── Texto aportado
Lo que preocupaba no era la legitimidad de su uso, que nadie ponía en, tela de juicio: la burguesía liberal, por un lado, y la doctrina social católica, por otro, reconocían su existencia (aunque no tolerasen la formación de centrales sindicales o entidades gremiales capaces de organizarlas). Lo que preocupaba a los trabajadores era la definición de los límites de su aplicación conscientes como eran de que la huelga, como toda arma de lucha, es un Janus con dos caras distintas. Poco a poco se fue amasando una ética obrera respecto a la huelga que queda bien patente en lo que ha sido la huelga general del 1 de mayo, a lo largo de decenios. Los objetivos de esa huelga institucionalizada eran: 1) la jornada de ocho horas; 2) presión para que se ampliara la legislación laboral en todos los países; 3) afirmar la rotunda voluntad de los trabajadores de que se mantuviera la paz entre las naciones. Es decir, los objetivos de la huelga eran la lucha reivindicativa, la solidaridad obrera y la defensa de la democracia.
En la URSS, por ejemplo, no existe la huelga, como tampoco existía aquí durante el franquismo, por una razón muy sencilla: se parte de una teoría política según la cual el sistema económico en curso recoge perfectamente los intereses de todas las fuerzas sociales que intervienen en la producción. Y como nadie tira piedras contra su propio tejado, pues no puede haber huelgas (aunque haberlas, haylas. Pero, entonces, se dirá que son maniobras políticas de subversión).
────
§ **Qué hacer**:
Contesta, por favor, estas preguntas sobre el texto de la huelga:
1. ¿Qué reconocían la burguesía liberal y la doctrina social católica?
2. ¿Cuál era el primer objetivo de la huelga general del 1 de mayo?
3. ¿En qué país, según el ejemplo que se da, no existe la huelga?
Las líneas no tienen ningún papel en esto.
── Datos aportados
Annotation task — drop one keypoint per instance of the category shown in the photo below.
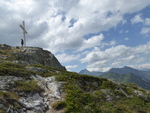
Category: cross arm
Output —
(23, 29)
────
§ **Respuesta**:
1. Reconocían la existencia de la huelga.
2. La jornada de ocho horas.
3. En la URSS.